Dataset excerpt
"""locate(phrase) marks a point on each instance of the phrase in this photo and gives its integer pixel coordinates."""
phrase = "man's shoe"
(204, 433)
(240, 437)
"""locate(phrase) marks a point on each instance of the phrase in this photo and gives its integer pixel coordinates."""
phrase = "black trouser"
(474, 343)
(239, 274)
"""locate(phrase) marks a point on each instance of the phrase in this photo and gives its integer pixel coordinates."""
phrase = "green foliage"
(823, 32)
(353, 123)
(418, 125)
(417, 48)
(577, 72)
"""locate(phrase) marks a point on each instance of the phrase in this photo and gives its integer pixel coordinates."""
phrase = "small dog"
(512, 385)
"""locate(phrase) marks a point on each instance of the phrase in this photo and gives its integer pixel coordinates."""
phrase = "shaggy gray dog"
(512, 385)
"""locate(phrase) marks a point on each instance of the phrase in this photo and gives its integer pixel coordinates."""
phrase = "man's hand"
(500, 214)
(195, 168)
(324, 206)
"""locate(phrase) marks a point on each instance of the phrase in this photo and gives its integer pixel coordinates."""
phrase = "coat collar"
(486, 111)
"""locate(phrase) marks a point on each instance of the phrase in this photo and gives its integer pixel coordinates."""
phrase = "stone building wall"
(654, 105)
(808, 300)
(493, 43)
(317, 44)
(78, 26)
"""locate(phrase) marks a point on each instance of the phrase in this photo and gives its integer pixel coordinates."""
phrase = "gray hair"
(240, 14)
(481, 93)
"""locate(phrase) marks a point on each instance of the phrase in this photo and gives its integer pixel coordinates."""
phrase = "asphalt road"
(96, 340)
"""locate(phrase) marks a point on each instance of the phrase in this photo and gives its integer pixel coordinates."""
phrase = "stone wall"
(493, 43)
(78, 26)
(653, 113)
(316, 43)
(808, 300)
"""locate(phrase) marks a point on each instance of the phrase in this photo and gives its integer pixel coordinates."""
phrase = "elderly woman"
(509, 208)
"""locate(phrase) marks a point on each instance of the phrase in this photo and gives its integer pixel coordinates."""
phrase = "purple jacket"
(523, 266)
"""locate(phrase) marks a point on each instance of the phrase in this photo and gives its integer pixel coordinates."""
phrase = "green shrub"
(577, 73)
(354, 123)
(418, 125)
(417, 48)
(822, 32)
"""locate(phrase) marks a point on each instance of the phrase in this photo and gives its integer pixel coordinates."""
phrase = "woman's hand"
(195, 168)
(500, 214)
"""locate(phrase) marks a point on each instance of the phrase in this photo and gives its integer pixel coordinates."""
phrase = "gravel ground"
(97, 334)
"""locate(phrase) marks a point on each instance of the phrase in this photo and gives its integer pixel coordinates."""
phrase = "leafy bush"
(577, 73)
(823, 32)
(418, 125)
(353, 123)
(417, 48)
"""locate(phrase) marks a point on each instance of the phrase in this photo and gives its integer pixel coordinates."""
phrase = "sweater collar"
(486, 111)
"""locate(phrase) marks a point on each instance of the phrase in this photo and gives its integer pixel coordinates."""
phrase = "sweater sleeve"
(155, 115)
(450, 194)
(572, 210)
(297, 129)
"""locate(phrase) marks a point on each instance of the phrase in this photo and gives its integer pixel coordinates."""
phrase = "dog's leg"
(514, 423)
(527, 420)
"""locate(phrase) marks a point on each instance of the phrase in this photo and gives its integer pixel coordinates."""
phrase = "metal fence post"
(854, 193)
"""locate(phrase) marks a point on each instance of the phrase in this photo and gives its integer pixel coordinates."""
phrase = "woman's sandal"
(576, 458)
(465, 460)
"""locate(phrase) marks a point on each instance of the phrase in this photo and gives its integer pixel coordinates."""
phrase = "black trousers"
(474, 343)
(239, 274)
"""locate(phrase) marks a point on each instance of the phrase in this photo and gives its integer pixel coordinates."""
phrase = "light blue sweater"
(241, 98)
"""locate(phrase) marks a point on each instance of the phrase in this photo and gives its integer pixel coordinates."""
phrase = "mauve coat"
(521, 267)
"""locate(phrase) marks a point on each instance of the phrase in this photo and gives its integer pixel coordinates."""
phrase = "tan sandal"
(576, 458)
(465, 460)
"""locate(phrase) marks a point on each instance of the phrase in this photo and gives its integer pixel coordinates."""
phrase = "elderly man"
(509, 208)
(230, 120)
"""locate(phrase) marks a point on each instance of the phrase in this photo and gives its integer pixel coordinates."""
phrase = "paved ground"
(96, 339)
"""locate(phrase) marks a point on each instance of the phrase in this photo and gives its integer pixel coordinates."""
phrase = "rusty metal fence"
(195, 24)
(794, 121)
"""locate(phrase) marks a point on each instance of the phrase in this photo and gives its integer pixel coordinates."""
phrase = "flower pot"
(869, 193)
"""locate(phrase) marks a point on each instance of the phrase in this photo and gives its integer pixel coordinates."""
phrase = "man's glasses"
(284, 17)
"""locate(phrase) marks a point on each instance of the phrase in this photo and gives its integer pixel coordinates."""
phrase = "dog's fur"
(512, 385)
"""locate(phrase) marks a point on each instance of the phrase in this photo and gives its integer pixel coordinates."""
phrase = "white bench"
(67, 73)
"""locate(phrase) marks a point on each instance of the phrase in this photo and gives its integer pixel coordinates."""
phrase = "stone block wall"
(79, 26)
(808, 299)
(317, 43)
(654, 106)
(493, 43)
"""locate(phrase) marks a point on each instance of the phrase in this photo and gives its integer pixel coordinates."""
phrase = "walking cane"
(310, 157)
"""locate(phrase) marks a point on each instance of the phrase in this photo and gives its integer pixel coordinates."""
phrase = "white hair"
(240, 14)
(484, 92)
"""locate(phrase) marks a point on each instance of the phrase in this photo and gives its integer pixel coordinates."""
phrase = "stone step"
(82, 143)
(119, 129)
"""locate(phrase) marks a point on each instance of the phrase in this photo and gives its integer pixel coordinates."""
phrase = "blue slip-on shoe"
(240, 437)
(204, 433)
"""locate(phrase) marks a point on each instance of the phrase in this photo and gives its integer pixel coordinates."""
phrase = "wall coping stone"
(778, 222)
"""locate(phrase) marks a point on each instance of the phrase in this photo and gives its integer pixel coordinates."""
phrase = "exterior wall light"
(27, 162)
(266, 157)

To be done: All records above must be set down exactly, please.

Answer to the problem:
"""locate(phrase) marks a point on each instance of the phrase in this photo and gives its integer pixel coordinates."""
phrase = "man's shoe"
(204, 433)
(240, 437)
"""locate(phrase) marks a point on each instance of the phrase in this photo and gives its integer pixel coordinates."""
phrase = "black trouser"
(474, 343)
(239, 274)
"""locate(phrase) marks a point on each instance of the phrase in this photo and gives its integer pixel coordinates."""
phrase = "green foliage"
(823, 32)
(353, 123)
(418, 125)
(417, 48)
(577, 72)
"""locate(phrase) marks a point on each instance of the phrase in this photo and gives its integer pixel coordinates."""
phrase = "small dog"
(512, 385)
"""locate(phrase) marks a point on each instance of the phrase in this photo and gives its integer pixel coordinates."""
phrase = "shaggy gray dog"
(512, 385)
"""locate(phrase) marks a point on each instance of the phrase in this photo and gives its integer pixel coordinates."""
phrase = "man's hand"
(500, 214)
(195, 168)
(324, 206)
"""locate(phrase) marks a point on each instance of the phrase in this photo and gives its integer pixel coordinates."""
phrase = "coat collar"
(486, 111)
"""locate(phrase) marks a point on each instance of the phrase in this photo and gives its integer pixel coordinates."""
phrase = "stone building wall"
(654, 105)
(808, 300)
(493, 43)
(317, 44)
(78, 26)
"""locate(phrase) marks a point on each instance of the phrase in this photo and gives its integer pixel coordinates."""
phrase = "gray hair"
(240, 14)
(481, 93)
"""locate(phrase) marks a point on each instance of the phrase in this photo and gives its integer pixel coordinates."""
phrase = "asphalt road"
(96, 340)
"""locate(phrase) marks a point on each instance of the phrase in this photo and gives its integer pixel coordinates."""
phrase = "stone wall"
(493, 43)
(78, 26)
(653, 113)
(316, 43)
(808, 300)
"""locate(phrase) marks a point on each instance of the phrase in this photo and gives its integer pixel coordinates."""
phrase = "elderly woman"
(509, 208)
"""locate(phrase) marks a point on each instance of the phrase in this photo and gives its integer pixel coordinates."""
phrase = "purple jacket"
(523, 266)
"""locate(phrase) marks a point on each instance of the phrase in this photo and gives its integer pixel coordinates."""
phrase = "green shrub"
(577, 73)
(354, 123)
(418, 125)
(417, 48)
(822, 32)
"""locate(phrase) marks a point on each instance of the phrase in this photo and gives its integer pixel coordinates."""
phrase = "woman's hand"
(195, 168)
(500, 214)
"""locate(phrase) marks a point on each instance of the phrase in this photo and gives its integer pixel coordinates."""
phrase = "gravel ground"
(97, 334)
"""locate(phrase) marks a point on each instance of the phrase in this photo and gives its integer pixel coordinates."""
phrase = "leafy bush"
(577, 73)
(823, 32)
(418, 125)
(353, 123)
(417, 48)
"""locate(phrase) marks a point on each instance of the phrase in this photo and gives its integer pixel coordinates."""
phrase = "sweater collar"
(486, 111)
"""locate(phrase) marks a point on each instance of the phrase in this photo and gives its integer pixel coordinates."""
phrase = "sweater sleeve"
(155, 115)
(450, 194)
(572, 210)
(297, 129)
"""locate(phrase) marks a point on each instance of the phrase in this photo and gives its integer pixel coordinates."""
phrase = "dog's leg"
(514, 423)
(527, 420)
"""locate(phrase) marks a point on each instance of the phrase in this photo and gives its integer pixel coordinates."""
phrase = "metal fence post"
(854, 193)
"""locate(phrase) marks a point on each instance of the phrase in this photo and gives its integer pixel coordinates."""
phrase = "woman's sandal"
(576, 458)
(465, 460)
"""locate(phrase) marks a point on each instance of the phrase in this photo and gives its integer pixel coordinates."""
phrase = "black trousers"
(474, 343)
(239, 274)
"""locate(phrase) marks a point on each instance of the phrase in this photo and gives its integer pixel coordinates."""
phrase = "light blue sweater"
(241, 98)
"""locate(phrase) marks a point on each instance of the phrase in this photo and gives its integer pixel coordinates."""
phrase = "mauve coat"
(521, 267)
"""locate(phrase) marks a point on each instance of the phrase in this photo and gives its integer pixel coordinates."""
phrase = "tan sandal"
(576, 458)
(465, 460)
"""locate(phrase) marks a point on each instance of the phrase in this photo and gives its integer pixel coordinates."""
phrase = "elderly man"
(509, 208)
(230, 120)
"""locate(phrase) marks a point on each instance of the phrase in this photo and gives its integer pixel coordinates."""
phrase = "paved ground"
(96, 339)
"""locate(phrase) marks a point on each instance of the phrase in this photo and gives its integer pixel coordinates."""
phrase = "rusty metal fence"
(195, 24)
(794, 121)
"""locate(phrase) marks a point on each instance of the phrase in this photo and gives its integer pixel coordinates."""
phrase = "flower pot"
(869, 193)
"""locate(phrase) marks a point on each instance of the phrase in this photo and gives its integer pixel coordinates."""
phrase = "man's glasses"
(284, 17)
"""locate(phrase) marks a point on each instance of the phrase in this photo and gives its integer pixel coordinates."""
phrase = "dog's fur"
(512, 385)
"""locate(phrase) marks a point on each instance of the phrase in this photo and gives its integer pixel coordinates."""
phrase = "white bench"
(67, 73)
"""locate(phrase) marks a point on each instance of the phrase in this photo and gives its integer pixel coordinates."""
phrase = "stone block wall"
(79, 26)
(808, 299)
(317, 43)
(654, 106)
(493, 43)
"""locate(phrase) marks a point on each instance of the phrase in this photo and gives its integer pixel coordinates."""
phrase = "walking cane"
(310, 157)
"""locate(phrase) marks a point on each instance of the phrase in this photo and gives its integer pixel coordinates."""
phrase = "white hair"
(240, 14)
(484, 92)
"""locate(phrase) marks a point on each instance of the phrase in this photo and gives its integer pixel coordinates."""
phrase = "stone step"
(82, 143)
(119, 129)
"""locate(phrase) marks a point on each instance of the phrase in this photo and gives its integer pixel coordinates."""
phrase = "blue slip-on shoe"
(240, 437)
(204, 433)
"""locate(phrase) marks a point on each instance of the phrase in this photo and gives its integer pixel coordinates."""
phrase = "wall coping stone"
(778, 222)
"""locate(phrase) marks a point on each instance of the phrase in this photo and gives its integer pixel coordinates."""
phrase = "exterior wall light"
(27, 162)
(266, 157)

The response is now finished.